--- begin Source data ---

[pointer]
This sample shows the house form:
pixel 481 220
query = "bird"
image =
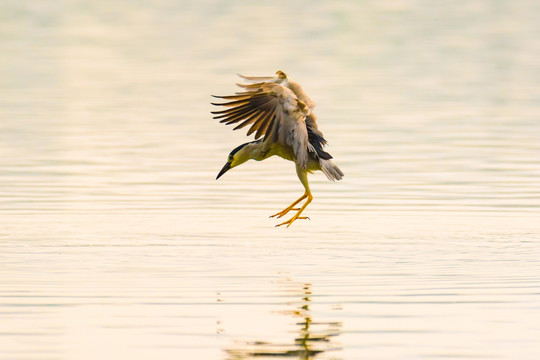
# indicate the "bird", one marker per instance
pixel 281 116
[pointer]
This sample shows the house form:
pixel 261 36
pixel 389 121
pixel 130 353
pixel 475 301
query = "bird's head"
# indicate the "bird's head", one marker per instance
pixel 281 76
pixel 238 156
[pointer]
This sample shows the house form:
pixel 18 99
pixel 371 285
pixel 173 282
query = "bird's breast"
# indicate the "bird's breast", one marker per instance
pixel 280 150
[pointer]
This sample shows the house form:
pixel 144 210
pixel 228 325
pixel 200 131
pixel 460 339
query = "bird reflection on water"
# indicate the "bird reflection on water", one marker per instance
pixel 313 338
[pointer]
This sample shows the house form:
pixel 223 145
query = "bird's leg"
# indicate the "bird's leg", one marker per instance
pixel 290 207
pixel 302 176
pixel 297 215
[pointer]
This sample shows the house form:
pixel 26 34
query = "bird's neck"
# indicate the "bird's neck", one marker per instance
pixel 256 150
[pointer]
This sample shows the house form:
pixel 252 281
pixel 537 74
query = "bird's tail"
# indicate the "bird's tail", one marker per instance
pixel 331 170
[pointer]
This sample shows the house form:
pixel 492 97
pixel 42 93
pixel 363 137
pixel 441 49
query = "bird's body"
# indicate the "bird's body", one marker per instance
pixel 278 108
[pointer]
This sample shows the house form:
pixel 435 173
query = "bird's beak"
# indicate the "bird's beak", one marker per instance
pixel 224 170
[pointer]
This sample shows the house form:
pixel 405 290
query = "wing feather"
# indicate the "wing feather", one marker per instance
pixel 273 111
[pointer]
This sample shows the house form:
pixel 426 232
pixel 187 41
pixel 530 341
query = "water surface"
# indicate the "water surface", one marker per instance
pixel 117 242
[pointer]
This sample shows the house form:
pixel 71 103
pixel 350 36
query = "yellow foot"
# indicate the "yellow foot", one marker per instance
pixel 291 220
pixel 283 212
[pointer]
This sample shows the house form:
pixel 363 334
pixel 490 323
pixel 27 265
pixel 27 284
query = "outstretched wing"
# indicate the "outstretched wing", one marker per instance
pixel 271 110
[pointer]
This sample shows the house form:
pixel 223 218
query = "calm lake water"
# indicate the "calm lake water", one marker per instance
pixel 116 242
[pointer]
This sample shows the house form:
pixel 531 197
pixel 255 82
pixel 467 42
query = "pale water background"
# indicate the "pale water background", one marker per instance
pixel 116 242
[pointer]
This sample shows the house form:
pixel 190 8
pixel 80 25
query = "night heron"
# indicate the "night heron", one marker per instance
pixel 278 110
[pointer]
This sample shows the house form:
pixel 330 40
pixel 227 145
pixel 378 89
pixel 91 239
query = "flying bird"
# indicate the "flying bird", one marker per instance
pixel 281 115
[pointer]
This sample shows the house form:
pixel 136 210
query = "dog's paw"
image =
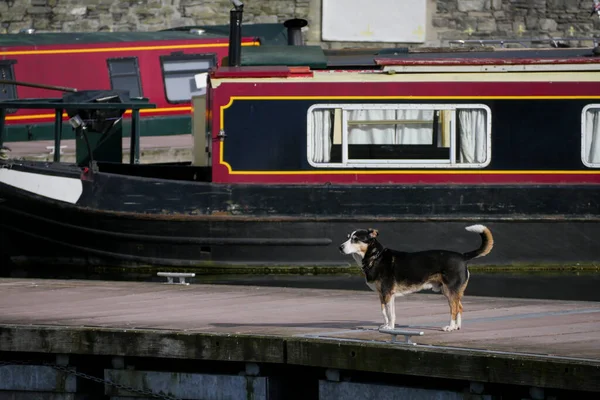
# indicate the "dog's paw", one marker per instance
pixel 450 328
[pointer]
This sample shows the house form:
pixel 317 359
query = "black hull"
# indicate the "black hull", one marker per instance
pixel 126 221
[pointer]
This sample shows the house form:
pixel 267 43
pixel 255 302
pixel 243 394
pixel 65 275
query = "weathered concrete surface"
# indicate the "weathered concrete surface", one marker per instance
pixel 36 378
pixel 153 149
pixel 516 341
pixel 351 390
pixel 189 386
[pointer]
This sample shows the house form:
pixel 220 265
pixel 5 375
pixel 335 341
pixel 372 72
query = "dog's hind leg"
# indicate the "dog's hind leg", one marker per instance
pixel 454 303
pixel 459 294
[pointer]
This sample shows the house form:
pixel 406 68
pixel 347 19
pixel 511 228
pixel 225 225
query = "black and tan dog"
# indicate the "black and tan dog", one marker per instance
pixel 394 273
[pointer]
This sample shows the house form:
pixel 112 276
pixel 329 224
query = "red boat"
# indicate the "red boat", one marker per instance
pixel 159 66
pixel 297 148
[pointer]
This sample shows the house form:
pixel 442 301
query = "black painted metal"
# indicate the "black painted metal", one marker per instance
pixel 235 34
pixel 190 223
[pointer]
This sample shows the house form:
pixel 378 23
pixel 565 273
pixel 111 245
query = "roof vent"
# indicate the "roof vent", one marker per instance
pixel 294 27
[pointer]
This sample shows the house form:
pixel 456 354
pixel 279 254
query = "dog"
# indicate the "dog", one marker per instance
pixel 394 273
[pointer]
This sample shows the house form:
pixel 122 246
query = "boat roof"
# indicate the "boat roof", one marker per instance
pixel 267 33
pixel 317 58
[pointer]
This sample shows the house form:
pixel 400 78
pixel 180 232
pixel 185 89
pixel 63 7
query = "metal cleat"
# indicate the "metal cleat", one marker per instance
pixel 407 335
pixel 180 275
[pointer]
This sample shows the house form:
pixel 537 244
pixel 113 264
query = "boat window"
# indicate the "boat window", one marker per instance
pixel 399 135
pixel 125 75
pixel 179 71
pixel 590 136
pixel 7 92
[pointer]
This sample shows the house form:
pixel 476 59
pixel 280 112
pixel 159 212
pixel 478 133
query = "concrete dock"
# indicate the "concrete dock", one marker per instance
pixel 528 344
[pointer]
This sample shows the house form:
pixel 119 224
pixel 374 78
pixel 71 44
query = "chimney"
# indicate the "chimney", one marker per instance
pixel 235 33
pixel 295 31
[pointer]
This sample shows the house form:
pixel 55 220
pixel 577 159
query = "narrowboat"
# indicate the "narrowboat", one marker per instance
pixel 155 65
pixel 296 149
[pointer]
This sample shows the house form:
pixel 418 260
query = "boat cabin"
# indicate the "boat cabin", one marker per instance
pixel 470 117
pixel 159 66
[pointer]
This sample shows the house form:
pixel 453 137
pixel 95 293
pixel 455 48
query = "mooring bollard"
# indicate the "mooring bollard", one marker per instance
pixel 180 275
pixel 407 335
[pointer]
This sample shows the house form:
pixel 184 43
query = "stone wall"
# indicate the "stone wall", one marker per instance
pixel 448 19
pixel 513 19
pixel 137 15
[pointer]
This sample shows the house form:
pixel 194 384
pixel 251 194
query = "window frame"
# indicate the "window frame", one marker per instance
pixel 136 74
pixel 391 163
pixel 583 135
pixel 10 65
pixel 211 57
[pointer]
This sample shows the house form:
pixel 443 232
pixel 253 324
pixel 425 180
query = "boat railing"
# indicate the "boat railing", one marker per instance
pixel 104 107
pixel 524 42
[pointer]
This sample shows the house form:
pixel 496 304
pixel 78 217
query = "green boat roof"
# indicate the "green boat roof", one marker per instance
pixel 311 56
pixel 267 33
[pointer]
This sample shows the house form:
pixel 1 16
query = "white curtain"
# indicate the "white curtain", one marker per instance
pixel 321 136
pixel 417 128
pixel 592 136
pixel 412 132
pixel 472 136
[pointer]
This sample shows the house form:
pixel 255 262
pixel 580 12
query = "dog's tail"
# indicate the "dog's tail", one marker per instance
pixel 487 242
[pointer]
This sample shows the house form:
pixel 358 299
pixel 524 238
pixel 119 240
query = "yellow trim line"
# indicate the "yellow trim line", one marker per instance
pixel 121 49
pixel 353 171
pixel 144 111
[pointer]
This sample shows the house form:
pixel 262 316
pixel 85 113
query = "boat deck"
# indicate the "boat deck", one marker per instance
pixel 153 149
pixel 527 341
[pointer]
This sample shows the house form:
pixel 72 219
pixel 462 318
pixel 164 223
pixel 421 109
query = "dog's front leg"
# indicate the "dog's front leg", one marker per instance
pixel 392 311
pixel 385 318
pixel 387 309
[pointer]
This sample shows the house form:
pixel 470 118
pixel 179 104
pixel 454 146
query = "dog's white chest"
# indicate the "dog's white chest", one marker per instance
pixel 371 286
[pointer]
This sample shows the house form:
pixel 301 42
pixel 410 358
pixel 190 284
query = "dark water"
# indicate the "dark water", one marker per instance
pixel 584 286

--- end Source data ---

Problem description: Locate each line above that contains the string "heron" and copy those lines in full. Treat uppercase and lowercase letters as different.

The response:
query = "night heron"
# indicate the "night heron", one marker per instance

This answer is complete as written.